*COMPLETE THE FOLLOWING*.
1. According to the optic neuritis text, why is axonal degeneration hard to detect at the earliest stages of inflammation? Answer in one to three sentences.
2. Answer these questions from the optic neuritis text:
(a) In what percentage of MS patients is the optic nerve affected?
(b) What is the optic nerve imaging sequence Scott developed called?
(c) What visual acuity did many patients with severe optic nerve injury have?
3. From the optic neuritis text, extract the stretch from "Scott Kolbe and" through "the earliest stages of inflammation." word for word.

*TEXT UNDER STUDY*.
━━━━

Scott Kolbe and his colleagues have been developing magnetic resonance imaging (MRI) techniques which can reveal abnormalities in the microscopic structure of the optic nerve after optic neuritis in human patients. These microscopic changes are related to axonal degeneration after optic neuritis, but preliminary evidence from animal models suggests that these MRI measures could even detect axonal degeneration at the earliest stages of inflammation.
This study will determine whether MRI can detect axonal degeneration at the first stages of optic neuritis in human patients and even predict later permanent loss of vision. The success of this project could see MRI used to measure neurodegeneration in therapy trials of drugs which act to protect neurons.
The optic nerve is affected in 40% of MS patients, a presentation known as optic neuritis. After temporary loss of vision due inflammation resolves, patients can exhibit permanent visual dysfunctions such as loss of visual acuity, loss of contrast sensitivity or loss of colour vision or even blindness. In addition, electrical signals transmitted from the eye to the brain are diminished and retinal thinning is commonly observed, both indicating that axonal degeneration is the cause of permanent vision loss.
However, studies of animals have shown that axonal degeneration can occur at the very earliest stages of inflammation. Unfortunately, degeneration is difficult to detect at this time because the complex changes occurs during the brain’s inflammatory response can mask subtle changes.
Developing optic nerve MRI techniques is challenging because of the nerve’s is small and highly mobile. Despite this Scott has developed an optic nerve imaging sequence called diffusion tensor imaging (DTI) which is sensitive to damage to the microstructure of the optic nerve in patients with a history of optic neuritis. Scott has also found that DTI-indicated optic nerve damage in those patients was associated with loss of optic nerve function. Scott did not, however, observe any association between optic nerve injury and loss of visual acuity, the principal clinical measure of visual function.
To further investigate the lack of association between optic nerve injury and clinical visual impairment, Scott has studied patients with a history of optic neuritis and extant loss of visual acuity. Scott found that optic nerve injury did not differentiate patients with severe visual impairment from those with mild impairment. In fact, many patients with severe optic nerve injury had near-normal visual acuity. These results suggest that visual recovery following optic neuritis could be strongly influenced by neuroplasticity, the brains inherent ability to change in response to injury to maintain function. Scott will be further investigating the role of neuroplasticity in mediating visual recovery in future research studies.

━━━━

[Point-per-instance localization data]
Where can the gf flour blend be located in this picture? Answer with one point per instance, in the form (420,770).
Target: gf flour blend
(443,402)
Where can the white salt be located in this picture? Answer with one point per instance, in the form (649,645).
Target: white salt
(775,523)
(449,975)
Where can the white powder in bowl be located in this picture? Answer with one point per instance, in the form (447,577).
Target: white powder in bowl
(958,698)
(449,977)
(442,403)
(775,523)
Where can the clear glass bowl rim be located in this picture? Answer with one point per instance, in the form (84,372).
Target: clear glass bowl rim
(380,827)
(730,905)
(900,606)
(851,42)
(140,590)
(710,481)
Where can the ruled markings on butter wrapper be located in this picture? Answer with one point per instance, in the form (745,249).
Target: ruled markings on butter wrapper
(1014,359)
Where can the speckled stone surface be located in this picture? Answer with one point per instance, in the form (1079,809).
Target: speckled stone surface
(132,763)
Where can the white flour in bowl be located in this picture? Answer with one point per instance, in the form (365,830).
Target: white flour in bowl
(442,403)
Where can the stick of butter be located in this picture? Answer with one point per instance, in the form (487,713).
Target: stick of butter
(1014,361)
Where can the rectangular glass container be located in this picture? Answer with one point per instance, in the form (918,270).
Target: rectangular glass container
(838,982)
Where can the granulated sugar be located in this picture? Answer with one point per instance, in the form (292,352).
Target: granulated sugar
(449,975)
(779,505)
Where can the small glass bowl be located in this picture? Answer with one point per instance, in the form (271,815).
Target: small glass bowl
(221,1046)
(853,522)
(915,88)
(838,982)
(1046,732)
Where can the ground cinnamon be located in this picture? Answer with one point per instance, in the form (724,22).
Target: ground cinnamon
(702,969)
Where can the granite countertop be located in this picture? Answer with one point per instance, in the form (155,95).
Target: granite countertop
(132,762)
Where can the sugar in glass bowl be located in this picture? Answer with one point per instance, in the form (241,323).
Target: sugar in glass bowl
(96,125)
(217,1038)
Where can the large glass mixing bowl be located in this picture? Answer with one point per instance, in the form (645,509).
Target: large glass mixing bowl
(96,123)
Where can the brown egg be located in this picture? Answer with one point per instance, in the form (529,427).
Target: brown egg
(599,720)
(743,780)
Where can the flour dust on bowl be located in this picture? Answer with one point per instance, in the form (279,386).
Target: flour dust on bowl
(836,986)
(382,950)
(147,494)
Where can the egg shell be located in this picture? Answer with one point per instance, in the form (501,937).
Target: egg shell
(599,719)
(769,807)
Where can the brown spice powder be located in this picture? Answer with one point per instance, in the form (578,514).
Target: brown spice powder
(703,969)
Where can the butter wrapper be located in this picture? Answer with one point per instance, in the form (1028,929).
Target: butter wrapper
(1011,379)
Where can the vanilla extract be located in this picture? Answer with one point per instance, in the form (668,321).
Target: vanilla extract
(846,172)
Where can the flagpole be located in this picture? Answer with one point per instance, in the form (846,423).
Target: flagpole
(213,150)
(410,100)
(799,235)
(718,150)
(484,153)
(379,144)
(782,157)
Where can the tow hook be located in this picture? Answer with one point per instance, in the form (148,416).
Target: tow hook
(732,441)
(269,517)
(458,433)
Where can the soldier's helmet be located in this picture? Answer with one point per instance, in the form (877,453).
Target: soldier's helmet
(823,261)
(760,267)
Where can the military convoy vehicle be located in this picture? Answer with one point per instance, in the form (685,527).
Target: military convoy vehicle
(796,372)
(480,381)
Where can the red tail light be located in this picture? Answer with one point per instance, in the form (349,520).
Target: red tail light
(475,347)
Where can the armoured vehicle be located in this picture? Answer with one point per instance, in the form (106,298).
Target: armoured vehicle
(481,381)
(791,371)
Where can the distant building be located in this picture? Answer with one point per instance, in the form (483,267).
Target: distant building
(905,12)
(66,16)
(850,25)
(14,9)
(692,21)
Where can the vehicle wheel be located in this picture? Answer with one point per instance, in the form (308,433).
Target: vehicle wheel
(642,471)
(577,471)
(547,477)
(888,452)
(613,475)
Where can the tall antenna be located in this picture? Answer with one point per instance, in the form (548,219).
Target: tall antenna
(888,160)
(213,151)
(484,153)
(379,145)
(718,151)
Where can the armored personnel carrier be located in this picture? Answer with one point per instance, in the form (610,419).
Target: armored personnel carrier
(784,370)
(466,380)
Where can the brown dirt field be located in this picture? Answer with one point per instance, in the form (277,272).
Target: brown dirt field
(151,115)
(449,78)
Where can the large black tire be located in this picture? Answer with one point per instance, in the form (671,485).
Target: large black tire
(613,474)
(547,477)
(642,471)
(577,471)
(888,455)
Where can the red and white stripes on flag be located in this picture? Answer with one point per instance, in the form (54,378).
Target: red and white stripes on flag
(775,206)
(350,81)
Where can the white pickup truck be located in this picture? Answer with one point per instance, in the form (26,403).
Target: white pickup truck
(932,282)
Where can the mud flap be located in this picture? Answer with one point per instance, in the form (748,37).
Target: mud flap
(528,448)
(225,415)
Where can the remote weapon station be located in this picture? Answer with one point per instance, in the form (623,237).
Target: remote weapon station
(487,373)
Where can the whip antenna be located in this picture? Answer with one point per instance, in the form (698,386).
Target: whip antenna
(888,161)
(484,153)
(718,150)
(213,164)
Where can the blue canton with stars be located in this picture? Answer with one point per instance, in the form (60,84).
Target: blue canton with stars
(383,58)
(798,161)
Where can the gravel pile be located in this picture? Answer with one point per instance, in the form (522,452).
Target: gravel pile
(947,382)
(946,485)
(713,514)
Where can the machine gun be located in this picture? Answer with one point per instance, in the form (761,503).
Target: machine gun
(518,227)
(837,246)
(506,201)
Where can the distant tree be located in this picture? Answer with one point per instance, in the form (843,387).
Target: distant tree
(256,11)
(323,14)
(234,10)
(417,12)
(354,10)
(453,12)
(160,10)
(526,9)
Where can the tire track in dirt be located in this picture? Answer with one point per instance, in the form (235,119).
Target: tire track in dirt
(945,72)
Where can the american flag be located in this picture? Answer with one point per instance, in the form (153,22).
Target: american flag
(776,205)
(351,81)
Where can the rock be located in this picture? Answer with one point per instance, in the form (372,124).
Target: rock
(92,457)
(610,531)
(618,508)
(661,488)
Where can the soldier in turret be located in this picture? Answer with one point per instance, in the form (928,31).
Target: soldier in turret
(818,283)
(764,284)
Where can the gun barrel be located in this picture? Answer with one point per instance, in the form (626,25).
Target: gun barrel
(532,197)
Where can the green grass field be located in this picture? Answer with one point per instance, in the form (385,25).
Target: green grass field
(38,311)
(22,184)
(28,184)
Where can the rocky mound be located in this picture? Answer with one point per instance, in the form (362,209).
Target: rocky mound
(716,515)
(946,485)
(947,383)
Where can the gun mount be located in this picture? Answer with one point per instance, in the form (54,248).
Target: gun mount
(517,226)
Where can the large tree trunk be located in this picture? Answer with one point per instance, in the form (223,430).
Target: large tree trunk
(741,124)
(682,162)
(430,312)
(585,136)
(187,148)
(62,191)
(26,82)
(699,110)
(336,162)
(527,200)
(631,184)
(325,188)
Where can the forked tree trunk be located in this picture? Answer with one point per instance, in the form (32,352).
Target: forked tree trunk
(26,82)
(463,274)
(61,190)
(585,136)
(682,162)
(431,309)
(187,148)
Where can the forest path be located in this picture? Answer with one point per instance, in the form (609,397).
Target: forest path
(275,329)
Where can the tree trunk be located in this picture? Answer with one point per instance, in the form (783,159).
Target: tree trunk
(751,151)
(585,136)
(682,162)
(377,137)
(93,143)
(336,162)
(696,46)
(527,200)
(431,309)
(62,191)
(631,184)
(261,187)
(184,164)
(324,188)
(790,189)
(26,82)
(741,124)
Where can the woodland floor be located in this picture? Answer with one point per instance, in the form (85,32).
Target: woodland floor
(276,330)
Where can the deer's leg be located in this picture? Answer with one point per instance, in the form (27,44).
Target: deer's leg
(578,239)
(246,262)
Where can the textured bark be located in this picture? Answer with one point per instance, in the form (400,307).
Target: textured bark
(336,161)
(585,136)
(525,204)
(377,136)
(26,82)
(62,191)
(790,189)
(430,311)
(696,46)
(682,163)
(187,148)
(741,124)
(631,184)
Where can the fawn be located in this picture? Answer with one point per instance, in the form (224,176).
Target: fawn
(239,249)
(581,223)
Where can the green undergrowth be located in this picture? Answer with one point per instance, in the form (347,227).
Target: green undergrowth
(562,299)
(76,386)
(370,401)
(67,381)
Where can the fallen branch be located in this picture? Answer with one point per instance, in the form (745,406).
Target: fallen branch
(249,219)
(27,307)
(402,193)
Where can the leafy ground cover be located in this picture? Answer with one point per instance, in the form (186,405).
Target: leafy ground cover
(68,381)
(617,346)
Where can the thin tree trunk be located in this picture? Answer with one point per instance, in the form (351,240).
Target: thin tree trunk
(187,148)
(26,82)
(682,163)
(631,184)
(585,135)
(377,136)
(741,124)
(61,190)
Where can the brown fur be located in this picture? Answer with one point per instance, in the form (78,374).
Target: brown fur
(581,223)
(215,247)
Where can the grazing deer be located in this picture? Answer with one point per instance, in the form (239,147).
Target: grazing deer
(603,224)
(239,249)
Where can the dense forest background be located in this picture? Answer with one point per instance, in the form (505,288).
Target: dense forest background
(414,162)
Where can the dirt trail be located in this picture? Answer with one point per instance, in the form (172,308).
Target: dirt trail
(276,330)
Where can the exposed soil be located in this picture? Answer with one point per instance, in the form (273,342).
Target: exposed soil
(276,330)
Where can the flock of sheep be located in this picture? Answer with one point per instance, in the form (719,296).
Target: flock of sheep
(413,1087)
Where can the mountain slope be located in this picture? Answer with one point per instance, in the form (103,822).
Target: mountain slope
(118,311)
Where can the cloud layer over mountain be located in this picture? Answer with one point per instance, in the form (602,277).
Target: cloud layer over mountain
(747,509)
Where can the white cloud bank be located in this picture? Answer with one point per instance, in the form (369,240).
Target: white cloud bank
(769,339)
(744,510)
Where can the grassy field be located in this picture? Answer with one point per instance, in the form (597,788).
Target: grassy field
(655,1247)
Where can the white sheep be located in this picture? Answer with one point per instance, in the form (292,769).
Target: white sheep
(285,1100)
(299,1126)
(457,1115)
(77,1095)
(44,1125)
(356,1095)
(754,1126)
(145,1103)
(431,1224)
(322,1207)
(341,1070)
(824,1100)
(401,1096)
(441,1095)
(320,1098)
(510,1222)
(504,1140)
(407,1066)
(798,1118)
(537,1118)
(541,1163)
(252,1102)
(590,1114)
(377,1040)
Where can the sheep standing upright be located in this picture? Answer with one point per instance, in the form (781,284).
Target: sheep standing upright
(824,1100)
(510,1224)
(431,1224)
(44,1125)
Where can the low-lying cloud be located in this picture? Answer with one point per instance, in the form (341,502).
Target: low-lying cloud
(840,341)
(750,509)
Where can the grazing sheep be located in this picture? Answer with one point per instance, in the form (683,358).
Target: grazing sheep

━━━━

*RESULTS FOR EACH TASK*.
1. The complex changes that occur during the brain's inflammatory response can mask the subtle changes of degeneration.

2.
(a) 40%
(b) Diffusion tensor imaging (DTI)
(c) Near-normal visual acuity

3.
Scott Kolbe and his colleagues have been developing magnetic resonance imaging (MRI) techniques which can reveal abnormalities in the microscopic structure of the optic nerve after optic neuritis in human patients. These microscopic changes are related to axonal degeneration after optic neuritis, but preliminary evidence from animal models suggests that these MRI measures could even detect axonal degeneration at the earliest stages of inflammation.